Von Sebastian Kositz

Bautzen. Für den großartigen Erich Kästner gibt es an diesem Abend keinen Beifall. Es gibt nichts Gutes, außer man tut es. Dieser Satz stammt von dem Dresdner Schriftsteller. Dahinter steckt ein leidenschaftliches Plädoyer für Zivilcourage. Als der Dresdner Politikwissenschaftler Werner J. Patzelt diesen Satz zitiert, bleibt es allerdings still im Saal. Geklatscht wird an diesem Abend ohnehin nicht so viel. Dabei hatte sich der Referent aufrichtig bemüht in den fast zwei Stunden. Was einen wie Werner Patzelt wiederum nicht weiter kümmern mag, denn wegen des Beifalls sucht er in Bautzen ganz sicher nicht die große Bühne.

Brechend voller Saal

Der Saal im Hotel Residence im Bautzener Süden ist brechend voll. Die Luft ist warm und stickig. Jeder der eng aufgereihten Stühle ist besetzt. Wer keinen Platz mehr abbekommt, steht gegen die Wand gelehnt. Die Bautzener Initiative „Wir sind Deutschland“ hat zu einem Vortrag mit dem renommierten Dresdner Politikwissenschaftler Werner J. Patzelt eingeladen.

Seit Monaten stellt die Bewegung um die Bautzener Geschäftsleute Jörg Drews und Veit Gähler verschiedene Veranstaltungen auf die Beine, ließ mit „Denkste?!“ sogar eine eigene Zeitschrift an die Bautzener Haushalte verteilen. Jörg Drews ist der Chef der Firma Hentschke Bau. Veit Gähler betreibt einen Spielzeugladen am Lauengraben. Sie und ihre Mitstreiter sehen sich als unabhängige Bürgerbewegung. Kritiker werfen ihnen Rechtspopulismus vor.

Das Bündnis spricht sich gegen die Abschaffung des Bargelds aus, setzt Fragezeichen hinter der Parteiendemokratie. Es kritisiert die seiner Meinung nach gegen Russland gerichtete Politik Europas und zweifelt oft an dem, was in etablierten Zeitungen steht oder im Fernsehen läuft. Man müsse eben auch darüber streiten dürfen.

● Kurze Aufgabe 1
Welche Initiative hat laut dem Artikel über den Vortrag in Bautzen zu der Veranstaltung mit Werner J. Patzelt eingeladen?
Die Einträge haben mit dem Artikel nichts zu tun.

● Verfügbare Einträge
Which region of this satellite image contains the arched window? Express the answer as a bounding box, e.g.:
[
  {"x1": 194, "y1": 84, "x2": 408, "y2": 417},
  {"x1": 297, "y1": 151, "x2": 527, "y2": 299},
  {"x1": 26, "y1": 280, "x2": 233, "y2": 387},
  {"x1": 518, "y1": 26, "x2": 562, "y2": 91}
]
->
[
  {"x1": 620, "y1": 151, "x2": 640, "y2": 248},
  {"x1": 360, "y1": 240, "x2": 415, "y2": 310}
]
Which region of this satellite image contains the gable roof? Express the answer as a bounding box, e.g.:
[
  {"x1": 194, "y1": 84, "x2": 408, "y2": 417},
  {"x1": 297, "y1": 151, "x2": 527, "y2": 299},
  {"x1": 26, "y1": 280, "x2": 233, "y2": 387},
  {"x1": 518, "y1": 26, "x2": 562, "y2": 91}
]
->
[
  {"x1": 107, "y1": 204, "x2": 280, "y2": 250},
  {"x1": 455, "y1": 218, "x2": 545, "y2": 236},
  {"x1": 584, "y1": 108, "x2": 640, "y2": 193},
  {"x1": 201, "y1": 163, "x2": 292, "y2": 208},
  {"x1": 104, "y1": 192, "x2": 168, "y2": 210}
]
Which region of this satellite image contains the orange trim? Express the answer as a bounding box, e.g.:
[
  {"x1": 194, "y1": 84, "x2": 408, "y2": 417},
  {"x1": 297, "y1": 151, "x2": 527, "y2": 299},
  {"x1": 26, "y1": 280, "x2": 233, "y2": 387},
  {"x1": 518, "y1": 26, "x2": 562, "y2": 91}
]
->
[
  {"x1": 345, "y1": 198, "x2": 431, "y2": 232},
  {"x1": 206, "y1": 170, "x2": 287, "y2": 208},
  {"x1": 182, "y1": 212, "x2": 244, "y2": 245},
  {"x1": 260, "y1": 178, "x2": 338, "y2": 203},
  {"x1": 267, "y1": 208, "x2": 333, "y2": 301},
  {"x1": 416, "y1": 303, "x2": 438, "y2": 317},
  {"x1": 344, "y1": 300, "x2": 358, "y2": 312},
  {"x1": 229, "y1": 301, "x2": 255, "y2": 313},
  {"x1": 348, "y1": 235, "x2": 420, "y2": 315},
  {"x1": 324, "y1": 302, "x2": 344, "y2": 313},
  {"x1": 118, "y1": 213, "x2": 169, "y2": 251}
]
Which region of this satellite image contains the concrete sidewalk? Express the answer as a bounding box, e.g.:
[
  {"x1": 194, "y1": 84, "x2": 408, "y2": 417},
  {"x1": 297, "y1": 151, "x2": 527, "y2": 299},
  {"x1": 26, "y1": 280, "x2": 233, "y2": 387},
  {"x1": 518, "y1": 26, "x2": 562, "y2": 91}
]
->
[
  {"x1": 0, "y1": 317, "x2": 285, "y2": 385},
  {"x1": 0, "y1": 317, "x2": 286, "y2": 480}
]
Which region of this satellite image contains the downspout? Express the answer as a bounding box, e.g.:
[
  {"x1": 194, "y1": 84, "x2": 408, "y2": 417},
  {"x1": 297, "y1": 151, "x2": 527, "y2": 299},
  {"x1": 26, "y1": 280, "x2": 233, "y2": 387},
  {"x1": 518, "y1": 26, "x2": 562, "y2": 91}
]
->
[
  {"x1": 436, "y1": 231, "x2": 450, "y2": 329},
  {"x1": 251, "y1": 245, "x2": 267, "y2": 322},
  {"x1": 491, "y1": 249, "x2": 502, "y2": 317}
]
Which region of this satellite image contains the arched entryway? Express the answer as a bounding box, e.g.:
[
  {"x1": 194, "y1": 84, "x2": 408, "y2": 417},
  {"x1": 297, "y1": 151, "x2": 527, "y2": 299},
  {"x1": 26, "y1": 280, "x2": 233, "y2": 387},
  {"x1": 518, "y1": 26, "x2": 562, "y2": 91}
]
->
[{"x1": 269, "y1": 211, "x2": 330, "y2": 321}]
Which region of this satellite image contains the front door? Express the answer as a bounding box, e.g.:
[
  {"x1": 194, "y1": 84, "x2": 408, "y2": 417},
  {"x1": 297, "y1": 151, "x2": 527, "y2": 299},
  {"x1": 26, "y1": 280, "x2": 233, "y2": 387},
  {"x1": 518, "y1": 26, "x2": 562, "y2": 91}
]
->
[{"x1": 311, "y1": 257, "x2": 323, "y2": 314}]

● Kurze Aufgabe 2
Nenne jede Zeile der Einträge, in der die Zeichenfolge „arched“ vorkommt.

● Lösung der Aufgabe 1
Die Bautzener Initiative „Wir sind Deutschland“.

● Lösung der Aufgabe 2
Which region of this satellite image contains the arched window? Express the answer as a bounding box, e.g.:
Which region of this satellite image contains the arched entryway? Express the answer as a bounding box, e.g.:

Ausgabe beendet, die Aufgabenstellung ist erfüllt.